[start DOCUMENT SEGMENT]

Forbes and Scott talked about continuing to work together on issues of mutual interest to their region and didn’t get nasty. Yet sitting side-by-side in a rare scene of one Virginian vigorously challenging another, the duo reflected a philosophical chasm. Virginia’s seven other House Republicans have signed on to Forbes’ bill.
Next week, violence and gang life will be the focus of a trial in U.S. District Court in Alexandria, part of a law-enforcement crackdown on the MS-13 street gang.
Prosecutors are seeking the death penalty against four gang members charged with planning and carrying out the murder of a woman who was about to testify in another MS-13 slaying case; the body of the 17-year-old victim was pulled from the Shenandoah River in July 2003.
At yesterday’s hearing, Michelle Guess of Edgewood, Md., choked up in telling about the gunshot murder of her husband — a minister — by a teenager engaging in a “random gang initiation ritual.”
In counterpoint, an emeritus professor of law at the University of Richmond, Robert E. Shepherd Jr. urged that Congress invest dollars in delinquency prevention and intervention programs, combined with federal help to local authorities, as a more effective federal approach to fighting gang crime.
Separately, key provisions of Forbes’ bill were questioned in a letter by a number of Virginia groups and residents, including the Virginia Coalition for Juvenile Justice and the Mid-Atlantic Juvenile Defender Center at the University of Richmond law school.
Forbes, while not naming foes, said, “We recognize that there are those who want [the bill] softer, but criminal gangs in America are not soft and the crimes they commit are real and they are hard.”

[end DOCUMENT SEGMENT]
[start GIVEN RECORDS]

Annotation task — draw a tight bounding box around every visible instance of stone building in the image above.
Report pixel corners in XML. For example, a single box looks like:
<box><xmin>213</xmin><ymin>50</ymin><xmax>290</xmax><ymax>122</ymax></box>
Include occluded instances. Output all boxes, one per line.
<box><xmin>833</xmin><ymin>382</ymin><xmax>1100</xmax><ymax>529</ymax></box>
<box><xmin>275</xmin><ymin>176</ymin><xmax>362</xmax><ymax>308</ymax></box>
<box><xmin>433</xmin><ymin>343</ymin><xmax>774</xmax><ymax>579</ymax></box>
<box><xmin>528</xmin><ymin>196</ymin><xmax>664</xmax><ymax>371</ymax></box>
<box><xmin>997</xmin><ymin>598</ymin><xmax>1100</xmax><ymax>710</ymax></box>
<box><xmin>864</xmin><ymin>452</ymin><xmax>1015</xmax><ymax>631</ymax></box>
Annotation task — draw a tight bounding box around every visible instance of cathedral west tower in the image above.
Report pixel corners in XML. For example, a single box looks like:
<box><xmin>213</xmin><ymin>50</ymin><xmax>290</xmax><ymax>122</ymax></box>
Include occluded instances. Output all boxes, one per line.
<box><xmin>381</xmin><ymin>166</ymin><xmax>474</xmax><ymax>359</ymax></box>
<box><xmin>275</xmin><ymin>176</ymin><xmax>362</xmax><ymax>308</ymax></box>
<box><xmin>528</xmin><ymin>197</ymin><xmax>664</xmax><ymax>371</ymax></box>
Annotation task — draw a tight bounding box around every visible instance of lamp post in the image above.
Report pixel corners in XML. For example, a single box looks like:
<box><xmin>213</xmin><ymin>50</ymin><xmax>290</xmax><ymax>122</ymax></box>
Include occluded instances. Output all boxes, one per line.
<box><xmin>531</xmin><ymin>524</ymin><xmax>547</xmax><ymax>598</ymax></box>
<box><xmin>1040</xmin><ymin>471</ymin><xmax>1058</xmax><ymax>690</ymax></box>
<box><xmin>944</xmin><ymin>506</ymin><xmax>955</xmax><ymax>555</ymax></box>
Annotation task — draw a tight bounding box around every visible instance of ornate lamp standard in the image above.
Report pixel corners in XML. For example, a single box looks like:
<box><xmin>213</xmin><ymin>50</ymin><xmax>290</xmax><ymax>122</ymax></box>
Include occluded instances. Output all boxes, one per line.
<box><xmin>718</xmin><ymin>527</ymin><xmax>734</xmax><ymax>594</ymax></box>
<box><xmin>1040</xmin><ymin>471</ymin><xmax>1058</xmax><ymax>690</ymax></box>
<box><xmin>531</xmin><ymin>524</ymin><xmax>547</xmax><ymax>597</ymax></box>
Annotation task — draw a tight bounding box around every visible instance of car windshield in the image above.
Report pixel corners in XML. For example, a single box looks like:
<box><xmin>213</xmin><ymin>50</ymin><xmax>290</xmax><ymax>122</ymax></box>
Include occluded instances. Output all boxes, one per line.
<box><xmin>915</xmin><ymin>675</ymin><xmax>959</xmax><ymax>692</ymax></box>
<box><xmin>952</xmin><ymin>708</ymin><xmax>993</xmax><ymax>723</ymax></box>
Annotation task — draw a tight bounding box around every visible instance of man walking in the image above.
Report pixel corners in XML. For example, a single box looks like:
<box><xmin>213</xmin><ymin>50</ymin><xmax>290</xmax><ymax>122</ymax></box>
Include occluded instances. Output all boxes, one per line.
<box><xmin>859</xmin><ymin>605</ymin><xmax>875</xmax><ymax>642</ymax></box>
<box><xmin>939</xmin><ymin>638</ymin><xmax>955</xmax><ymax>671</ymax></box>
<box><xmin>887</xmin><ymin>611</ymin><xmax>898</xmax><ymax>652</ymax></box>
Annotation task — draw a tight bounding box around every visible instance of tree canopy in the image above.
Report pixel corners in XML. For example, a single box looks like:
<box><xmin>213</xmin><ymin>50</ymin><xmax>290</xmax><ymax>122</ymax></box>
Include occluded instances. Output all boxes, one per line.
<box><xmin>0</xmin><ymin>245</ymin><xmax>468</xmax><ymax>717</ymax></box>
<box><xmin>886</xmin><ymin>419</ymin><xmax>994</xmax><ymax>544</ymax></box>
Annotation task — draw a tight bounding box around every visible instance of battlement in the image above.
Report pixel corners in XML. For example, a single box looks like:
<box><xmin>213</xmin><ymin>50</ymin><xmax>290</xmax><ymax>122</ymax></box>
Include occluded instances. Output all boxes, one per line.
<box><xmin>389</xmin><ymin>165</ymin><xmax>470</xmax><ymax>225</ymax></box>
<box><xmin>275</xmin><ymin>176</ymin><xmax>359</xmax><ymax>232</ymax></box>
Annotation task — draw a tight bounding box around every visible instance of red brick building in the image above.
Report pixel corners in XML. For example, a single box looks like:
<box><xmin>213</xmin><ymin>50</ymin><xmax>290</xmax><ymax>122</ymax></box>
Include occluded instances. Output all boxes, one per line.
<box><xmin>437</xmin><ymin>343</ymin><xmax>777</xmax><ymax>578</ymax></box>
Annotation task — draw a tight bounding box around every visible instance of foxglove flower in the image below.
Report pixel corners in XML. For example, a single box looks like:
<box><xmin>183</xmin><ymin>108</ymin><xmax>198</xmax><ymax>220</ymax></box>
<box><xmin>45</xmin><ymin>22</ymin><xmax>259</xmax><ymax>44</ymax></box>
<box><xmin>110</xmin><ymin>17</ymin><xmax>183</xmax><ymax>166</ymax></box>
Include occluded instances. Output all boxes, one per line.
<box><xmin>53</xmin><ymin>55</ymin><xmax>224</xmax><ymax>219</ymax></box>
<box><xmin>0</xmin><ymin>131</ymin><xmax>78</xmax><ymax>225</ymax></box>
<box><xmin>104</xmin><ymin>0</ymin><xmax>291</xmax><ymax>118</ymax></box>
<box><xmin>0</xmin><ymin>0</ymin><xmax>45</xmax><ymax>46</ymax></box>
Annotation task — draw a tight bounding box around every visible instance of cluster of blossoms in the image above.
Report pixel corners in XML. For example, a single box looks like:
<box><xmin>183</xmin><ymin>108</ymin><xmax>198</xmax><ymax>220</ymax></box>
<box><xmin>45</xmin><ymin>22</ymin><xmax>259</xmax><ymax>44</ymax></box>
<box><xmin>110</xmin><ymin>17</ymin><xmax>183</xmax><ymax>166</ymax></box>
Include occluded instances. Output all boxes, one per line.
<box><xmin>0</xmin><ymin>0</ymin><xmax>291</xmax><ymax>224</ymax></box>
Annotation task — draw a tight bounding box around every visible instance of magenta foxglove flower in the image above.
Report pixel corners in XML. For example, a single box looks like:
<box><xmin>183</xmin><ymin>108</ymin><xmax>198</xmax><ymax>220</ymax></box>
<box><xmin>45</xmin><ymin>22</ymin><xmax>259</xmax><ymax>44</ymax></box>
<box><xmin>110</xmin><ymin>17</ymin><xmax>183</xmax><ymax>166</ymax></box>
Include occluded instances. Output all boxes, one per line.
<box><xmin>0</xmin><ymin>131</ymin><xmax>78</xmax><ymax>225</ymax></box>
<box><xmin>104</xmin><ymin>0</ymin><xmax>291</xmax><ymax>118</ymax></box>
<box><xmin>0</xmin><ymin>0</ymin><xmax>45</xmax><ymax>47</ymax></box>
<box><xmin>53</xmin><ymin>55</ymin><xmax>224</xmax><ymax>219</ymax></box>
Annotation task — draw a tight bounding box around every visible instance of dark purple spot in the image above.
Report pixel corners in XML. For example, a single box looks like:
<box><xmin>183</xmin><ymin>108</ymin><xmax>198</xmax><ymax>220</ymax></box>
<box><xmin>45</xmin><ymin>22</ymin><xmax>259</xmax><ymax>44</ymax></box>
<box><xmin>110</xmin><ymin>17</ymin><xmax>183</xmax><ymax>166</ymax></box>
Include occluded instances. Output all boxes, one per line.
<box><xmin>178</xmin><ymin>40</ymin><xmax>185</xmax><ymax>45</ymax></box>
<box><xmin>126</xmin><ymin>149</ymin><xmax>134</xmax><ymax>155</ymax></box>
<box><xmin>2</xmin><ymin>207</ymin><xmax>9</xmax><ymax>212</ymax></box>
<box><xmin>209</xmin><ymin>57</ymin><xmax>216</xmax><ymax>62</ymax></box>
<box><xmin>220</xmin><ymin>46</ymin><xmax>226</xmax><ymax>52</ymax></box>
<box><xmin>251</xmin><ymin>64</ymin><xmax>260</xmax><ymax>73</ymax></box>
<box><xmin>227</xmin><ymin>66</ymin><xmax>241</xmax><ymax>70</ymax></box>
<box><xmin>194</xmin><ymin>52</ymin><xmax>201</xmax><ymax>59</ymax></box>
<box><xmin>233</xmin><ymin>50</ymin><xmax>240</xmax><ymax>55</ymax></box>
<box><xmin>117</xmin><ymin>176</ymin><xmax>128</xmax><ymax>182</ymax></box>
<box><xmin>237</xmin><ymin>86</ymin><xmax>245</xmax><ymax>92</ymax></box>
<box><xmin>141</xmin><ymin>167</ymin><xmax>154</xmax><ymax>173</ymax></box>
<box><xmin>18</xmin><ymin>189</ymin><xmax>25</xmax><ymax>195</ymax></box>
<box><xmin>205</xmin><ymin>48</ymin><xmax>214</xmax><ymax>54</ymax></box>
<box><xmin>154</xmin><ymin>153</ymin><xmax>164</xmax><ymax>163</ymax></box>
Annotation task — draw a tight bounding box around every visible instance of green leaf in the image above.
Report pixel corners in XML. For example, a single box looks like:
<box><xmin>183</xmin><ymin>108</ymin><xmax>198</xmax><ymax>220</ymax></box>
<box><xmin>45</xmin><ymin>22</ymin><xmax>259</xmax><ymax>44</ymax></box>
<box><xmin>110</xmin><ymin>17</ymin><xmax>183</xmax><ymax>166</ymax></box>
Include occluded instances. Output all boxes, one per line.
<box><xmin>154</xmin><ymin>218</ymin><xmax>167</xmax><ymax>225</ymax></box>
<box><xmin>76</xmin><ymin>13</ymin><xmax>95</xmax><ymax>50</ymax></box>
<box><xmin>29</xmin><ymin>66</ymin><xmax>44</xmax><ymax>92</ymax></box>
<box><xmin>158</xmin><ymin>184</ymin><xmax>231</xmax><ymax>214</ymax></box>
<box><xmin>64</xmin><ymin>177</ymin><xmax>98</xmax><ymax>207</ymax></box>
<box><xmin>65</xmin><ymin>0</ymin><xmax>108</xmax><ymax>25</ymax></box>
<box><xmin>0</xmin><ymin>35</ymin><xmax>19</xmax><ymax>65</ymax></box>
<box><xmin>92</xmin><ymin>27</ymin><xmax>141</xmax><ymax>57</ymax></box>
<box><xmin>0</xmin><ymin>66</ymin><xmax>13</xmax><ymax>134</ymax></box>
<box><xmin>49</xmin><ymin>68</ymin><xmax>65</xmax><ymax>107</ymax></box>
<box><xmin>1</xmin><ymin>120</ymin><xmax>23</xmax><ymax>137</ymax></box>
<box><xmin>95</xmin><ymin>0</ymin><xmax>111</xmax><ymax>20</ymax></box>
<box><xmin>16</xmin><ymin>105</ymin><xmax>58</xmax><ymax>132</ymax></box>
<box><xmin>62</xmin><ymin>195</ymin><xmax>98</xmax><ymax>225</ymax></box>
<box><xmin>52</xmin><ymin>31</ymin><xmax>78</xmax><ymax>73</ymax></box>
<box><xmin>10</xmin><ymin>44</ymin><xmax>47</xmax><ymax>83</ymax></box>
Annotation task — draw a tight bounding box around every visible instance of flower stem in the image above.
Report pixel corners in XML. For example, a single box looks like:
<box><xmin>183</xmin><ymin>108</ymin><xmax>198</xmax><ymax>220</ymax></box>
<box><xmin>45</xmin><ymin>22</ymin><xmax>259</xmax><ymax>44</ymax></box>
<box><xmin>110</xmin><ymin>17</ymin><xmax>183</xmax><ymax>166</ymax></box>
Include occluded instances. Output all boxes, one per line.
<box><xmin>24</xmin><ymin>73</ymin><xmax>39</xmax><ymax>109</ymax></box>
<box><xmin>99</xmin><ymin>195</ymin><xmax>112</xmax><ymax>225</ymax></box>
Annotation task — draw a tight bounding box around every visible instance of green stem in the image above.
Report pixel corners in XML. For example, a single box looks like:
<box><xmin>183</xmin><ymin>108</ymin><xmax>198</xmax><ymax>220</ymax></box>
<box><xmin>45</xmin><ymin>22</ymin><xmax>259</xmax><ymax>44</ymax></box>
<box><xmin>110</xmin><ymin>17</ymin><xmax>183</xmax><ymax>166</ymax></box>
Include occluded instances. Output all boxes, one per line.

[end GIVEN RECORDS]

Copy the stretch of the passage on the anti-gang bill from "At yesterday’s hearing, Michelle" through "Richmond law school.", and swap "emeritus professor" for "retired professor". The records are separate material, independent of the passage on the anti-gang bill.

At yesterday’s hearing, Michelle Guess of Edgewood, Md., choked up in telling about the gunshot murder of her husband — a minister — by a teenager engaging in a “random gang initiation ritual.”
In counterpoint, an retired professor of law at the University of Richmond, Robert E. Shepherd Jr. urged that Congress invest dollars in delinquency prevention and intervention programs, combined with federal help to local authorities, as a more effective federal approach to fighting gang crime.
Separately, key provisions of Forbes’ bill were questioned in a letter by a number of Virginia groups and residents, including the Virginia Coalition for Juvenile Justice and the Mid-Atlantic Juvenile Defender Center at the University of Richmond law school.